### Exercise instructions
An exact repetition of every entry, with no images, is the required answer.
(Provided information begins)
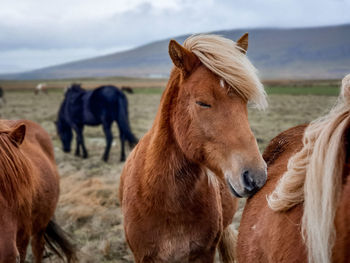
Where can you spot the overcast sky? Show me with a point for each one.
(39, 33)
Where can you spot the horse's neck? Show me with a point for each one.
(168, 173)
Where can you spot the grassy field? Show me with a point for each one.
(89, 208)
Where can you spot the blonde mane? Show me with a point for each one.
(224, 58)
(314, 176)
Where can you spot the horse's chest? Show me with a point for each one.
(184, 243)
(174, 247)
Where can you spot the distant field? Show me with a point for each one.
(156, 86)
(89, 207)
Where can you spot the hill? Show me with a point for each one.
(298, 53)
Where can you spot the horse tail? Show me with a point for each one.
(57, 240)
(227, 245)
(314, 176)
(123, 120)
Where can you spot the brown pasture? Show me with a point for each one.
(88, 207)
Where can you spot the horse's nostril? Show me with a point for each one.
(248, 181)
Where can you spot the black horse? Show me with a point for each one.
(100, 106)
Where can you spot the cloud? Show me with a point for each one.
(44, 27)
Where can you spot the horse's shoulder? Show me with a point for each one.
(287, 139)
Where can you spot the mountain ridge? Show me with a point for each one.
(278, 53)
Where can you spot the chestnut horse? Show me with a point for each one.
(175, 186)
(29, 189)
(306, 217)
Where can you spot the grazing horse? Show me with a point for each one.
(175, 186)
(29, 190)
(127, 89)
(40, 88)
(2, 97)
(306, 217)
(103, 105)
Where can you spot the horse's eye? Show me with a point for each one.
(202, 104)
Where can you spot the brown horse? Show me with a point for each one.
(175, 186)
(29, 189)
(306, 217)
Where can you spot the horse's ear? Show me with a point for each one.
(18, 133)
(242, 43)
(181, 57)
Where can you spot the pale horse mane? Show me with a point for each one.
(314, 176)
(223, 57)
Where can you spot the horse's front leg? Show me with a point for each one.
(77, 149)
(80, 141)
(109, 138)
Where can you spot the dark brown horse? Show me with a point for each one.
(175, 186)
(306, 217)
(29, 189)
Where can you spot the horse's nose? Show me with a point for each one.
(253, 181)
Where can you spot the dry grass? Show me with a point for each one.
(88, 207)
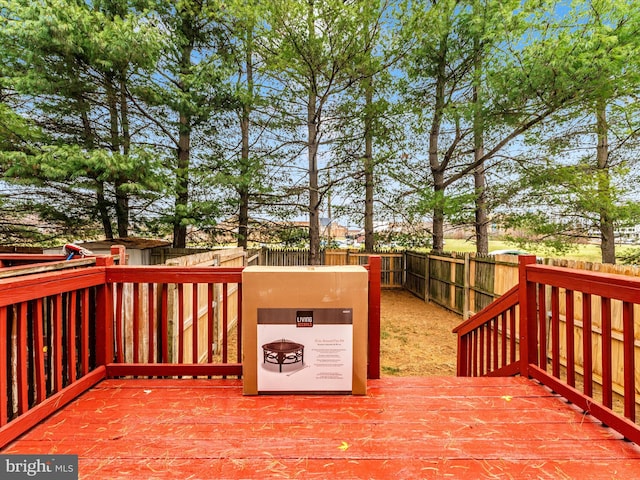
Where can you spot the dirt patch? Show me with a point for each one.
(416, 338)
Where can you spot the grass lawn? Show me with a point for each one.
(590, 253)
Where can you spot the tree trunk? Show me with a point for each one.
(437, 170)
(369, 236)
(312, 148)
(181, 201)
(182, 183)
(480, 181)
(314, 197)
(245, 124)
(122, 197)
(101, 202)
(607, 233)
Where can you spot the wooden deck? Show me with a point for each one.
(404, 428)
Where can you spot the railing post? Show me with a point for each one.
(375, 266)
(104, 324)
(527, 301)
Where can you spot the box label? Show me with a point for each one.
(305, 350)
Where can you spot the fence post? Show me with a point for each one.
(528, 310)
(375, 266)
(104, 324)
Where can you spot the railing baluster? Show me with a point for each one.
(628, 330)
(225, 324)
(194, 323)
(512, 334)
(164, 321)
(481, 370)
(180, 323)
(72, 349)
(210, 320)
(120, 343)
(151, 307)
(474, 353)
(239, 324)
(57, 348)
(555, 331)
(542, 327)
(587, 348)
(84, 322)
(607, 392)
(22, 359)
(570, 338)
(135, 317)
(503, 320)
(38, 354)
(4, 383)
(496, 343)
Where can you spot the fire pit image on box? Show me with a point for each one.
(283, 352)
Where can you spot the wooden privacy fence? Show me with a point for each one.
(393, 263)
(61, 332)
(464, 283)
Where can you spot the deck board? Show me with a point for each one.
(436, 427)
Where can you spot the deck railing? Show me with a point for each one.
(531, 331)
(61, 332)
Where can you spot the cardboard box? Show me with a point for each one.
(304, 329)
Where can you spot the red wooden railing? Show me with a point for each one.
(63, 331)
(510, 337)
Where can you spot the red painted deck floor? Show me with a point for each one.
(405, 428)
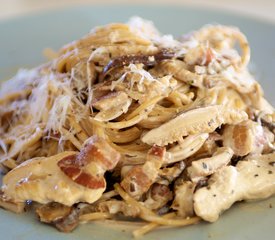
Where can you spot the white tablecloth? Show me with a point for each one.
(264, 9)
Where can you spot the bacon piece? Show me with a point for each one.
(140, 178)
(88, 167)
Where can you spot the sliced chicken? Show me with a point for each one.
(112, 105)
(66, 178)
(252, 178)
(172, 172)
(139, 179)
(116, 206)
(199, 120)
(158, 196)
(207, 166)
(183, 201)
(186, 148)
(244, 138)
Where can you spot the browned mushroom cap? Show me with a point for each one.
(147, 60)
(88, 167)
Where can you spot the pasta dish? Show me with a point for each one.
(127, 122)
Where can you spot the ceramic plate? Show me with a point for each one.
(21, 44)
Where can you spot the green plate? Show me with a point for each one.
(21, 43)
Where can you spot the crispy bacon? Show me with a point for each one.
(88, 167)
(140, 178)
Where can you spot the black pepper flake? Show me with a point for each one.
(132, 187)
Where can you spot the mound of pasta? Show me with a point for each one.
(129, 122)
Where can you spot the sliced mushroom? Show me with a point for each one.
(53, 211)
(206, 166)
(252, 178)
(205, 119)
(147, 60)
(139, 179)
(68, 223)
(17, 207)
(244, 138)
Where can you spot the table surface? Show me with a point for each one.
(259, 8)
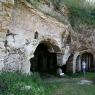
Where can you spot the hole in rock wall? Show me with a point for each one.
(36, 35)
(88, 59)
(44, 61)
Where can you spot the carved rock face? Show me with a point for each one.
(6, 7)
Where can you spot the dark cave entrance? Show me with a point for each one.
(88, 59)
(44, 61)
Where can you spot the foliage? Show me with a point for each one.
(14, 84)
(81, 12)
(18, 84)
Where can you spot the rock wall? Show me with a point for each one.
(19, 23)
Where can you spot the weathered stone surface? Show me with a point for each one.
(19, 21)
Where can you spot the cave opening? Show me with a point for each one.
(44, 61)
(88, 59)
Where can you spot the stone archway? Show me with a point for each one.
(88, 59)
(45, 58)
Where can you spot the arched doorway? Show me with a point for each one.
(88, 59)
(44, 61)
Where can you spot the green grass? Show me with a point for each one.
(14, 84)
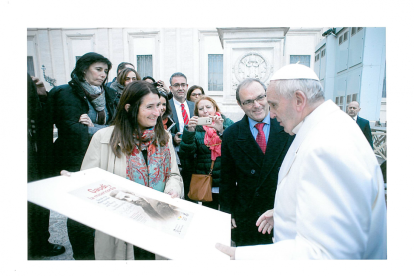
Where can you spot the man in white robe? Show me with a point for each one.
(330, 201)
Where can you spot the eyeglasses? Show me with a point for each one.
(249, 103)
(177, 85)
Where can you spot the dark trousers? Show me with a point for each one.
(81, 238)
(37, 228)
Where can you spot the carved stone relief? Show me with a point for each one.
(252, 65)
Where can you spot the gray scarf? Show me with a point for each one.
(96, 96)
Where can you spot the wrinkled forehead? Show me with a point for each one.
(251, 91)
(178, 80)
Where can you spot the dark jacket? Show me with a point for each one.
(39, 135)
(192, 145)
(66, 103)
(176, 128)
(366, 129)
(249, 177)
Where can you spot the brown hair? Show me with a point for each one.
(Provided information ends)
### Answer space
Where can you spot the overcast sky? Show me with a point for each one.
(39, 33)
Where can you spot the horse's neck? Show me with a point for each one.
(168, 173)
Where can you spot the grassy field? Show me with a point for each one.
(89, 208)
Where can you spot the blonde mane? Show me with a point for each one.
(224, 58)
(314, 176)
Where can you spot the horse's chest? Show me with a point for each one.
(184, 243)
(174, 247)
Where can you spot the distant field? Show me with a point for each one.
(156, 86)
(89, 207)
Where can you spot the hill? Show me with a point for each one.
(298, 53)
Where can you spot the horse tail? Show me with a point for each one.
(57, 240)
(227, 245)
(314, 176)
(123, 120)
Where can you spot the brown pasture? Show me with a point for each one.
(88, 207)
Where can you spot the horse's nostril? Show me with a point for each one.
(248, 181)
Where can you spot the black horse? Show me with a point for each one.
(100, 106)
Where can you spot the cloud? Show me with a point for each one.
(44, 27)
Where can you spot the horse's shoulder? Show me with a point for each one.
(287, 139)
Where can you spot the mountain ridge? Show me with a point for each one.
(278, 53)
Where can you spot the chestnut horse? Show me with a point for each one.
(175, 186)
(29, 189)
(306, 217)
Where can you spot the grazing horse? Show me with a point for each one.
(175, 186)
(29, 190)
(127, 89)
(40, 88)
(2, 97)
(306, 217)
(103, 105)
Where can you spot the horse's eye? Show me with a point for each one.
(202, 104)
Where can you spot the brown horse? Show me with a point for each one.
(175, 186)
(29, 189)
(306, 217)
Where can you spot the horse's ear? Show me with a point for each one.
(18, 133)
(242, 43)
(181, 57)
Where can you spot the pale horse mane? Show me with a point for each one.
(314, 176)
(223, 57)
Where can you spot the horse's front leg? Show me with a point for each one.
(77, 149)
(80, 141)
(109, 138)
Where can you spot the dark brown horse? Show me with a point for each one.
(175, 186)
(306, 217)
(29, 189)
Where can you spot the horse's nose? Show me with a point for each one.
(253, 181)
Where can you spot the dry grass? Show me with a point for each one.
(88, 207)
Where can you spot the dirt patch? Show me with a point for each one.
(416, 338)
Where can you spot the grass lawn? Show me with a point for each one.
(590, 253)
Where can you spot the tree trunk? Show me with a point for each one.
(437, 170)
(369, 236)
(312, 148)
(181, 201)
(182, 183)
(480, 181)
(314, 197)
(245, 124)
(122, 197)
(101, 202)
(607, 233)
Where can you spot the wooden deck? Show me with a point for each one.
(404, 428)
Where can you spot the railing post? Show me with a point for each one.
(375, 266)
(104, 324)
(527, 301)
Where can you spot the box label? Show me with a point for each one.
(305, 350)
Where can you spot the fence post? Show me with a point for each one.
(528, 310)
(375, 266)
(104, 324)
Where can you spot the railing baluster? Show me with a point for each one.
(628, 330)
(225, 324)
(194, 323)
(512, 334)
(164, 321)
(481, 370)
(180, 323)
(72, 349)
(210, 320)
(120, 343)
(151, 307)
(474, 353)
(239, 324)
(57, 348)
(555, 331)
(542, 327)
(587, 348)
(84, 322)
(607, 392)
(22, 359)
(570, 338)
(135, 317)
(503, 320)
(38, 354)
(4, 383)
(496, 343)
Where can you spot the fire pit image on box? Show me with a point for each one.
(283, 352)
Where can you spot the wooden privacy fence? Show me with a point for each one.
(393, 263)
(61, 332)
(464, 283)
Where can you spot the deck board? Show me with a point for each one.
(436, 427)
Where can you spot the deck railing? Show me with a point for each one.
(531, 331)
(61, 332)
Where can you spot the cardboard box? Show me with a point for each one.
(304, 329)
Where can you spot the red wooden railing? Show me with a point for each one.
(63, 331)
(510, 337)
Where can you spot the red painted deck floor? Show me with a point for each one.
(405, 428)
Where can you spot the white tablecloth? Show me with a point for each one.
(264, 9)
Where can you spot the bacon piece? Show me with a point for each one.
(140, 178)
(88, 167)
Where can you spot the sliced chicken? Show me with a point for each one.
(112, 105)
(66, 178)
(252, 178)
(172, 172)
(139, 179)
(116, 206)
(199, 120)
(158, 196)
(207, 166)
(183, 201)
(186, 148)
(244, 138)
Where can you spot the browned mushroom cap? Show me with a point for each one.
(147, 60)
(88, 167)
Where can you spot the pasta dish? Show me with a point for each one.
(127, 122)
Where can you spot the ceramic plate? Show me with a point for each one.
(21, 44)
Where can you spot the green plate? Show me with a point for each one.
(21, 43)
Where can you spot the crispy bacon? Show me with a point for each one.
(88, 167)
(140, 178)
Where can you spot the black pepper flake? Show me with a point for each one.
(132, 187)
Where can you spot the mound of pasta? Show me with a point for each one.
(129, 122)
Where can you spot the sliced mushroom? Show me with a point for each one.
(53, 211)
(206, 166)
(252, 178)
(205, 119)
(147, 60)
(139, 179)
(68, 223)
(17, 207)
(244, 138)
Where can you spot the table surface? Show me with a point for each one.
(259, 8)
Where can you spot the hole in rock wall? Show me with a point for each one.
(36, 35)
(88, 59)
(44, 61)
Where can you spot the carved rock face? Show me with a point for each one.
(6, 7)
Where can you spot the dark cave entrance? Show me with a point for each one.
(88, 59)
(44, 61)
Where can you spot the foliage? Show me with a point for each one.
(14, 84)
(81, 12)
(18, 84)
Where can you spot the rock wall? Show me with a point for each one.
(19, 23)
Where can you spot the weathered stone surface? Show me with a point for each one.
(19, 21)
Where can you spot the cave opening? Show me with a point for each one.
(44, 61)
(88, 59)
Where can you spot the stone archway? Show me with a point for each one.
(88, 59)
(45, 58)
Where can you spot the arched doorway? Show me with a point for each one.
(88, 59)
(44, 61)
Where can you spot the green grass? Show me with a point for each one.
(14, 84)
Where can you spot the man in white robe? Show me with a point for each one.
(330, 201)
Where can you spot the eyeglasses? Show me with a point for each one.
(249, 103)
(177, 85)
Where can you spot the dark trousers? Show me with a point for each one.
(81, 238)
(37, 228)
Where can you spot the carved stone relief? Show me with a point for each one.
(252, 65)
Where can you spot the gray scarf? Show me with a point for each one.
(96, 96)
Where can you spot the wrinkled forehead? Show me with a point for each one.
(251, 91)
(178, 80)
Where can you spot the dark jacket? Show me with a point for each one.
(39, 135)
(192, 145)
(66, 103)
(176, 128)
(366, 129)
(249, 177)
Where can you spot the brown hair? Show me with a point for each one.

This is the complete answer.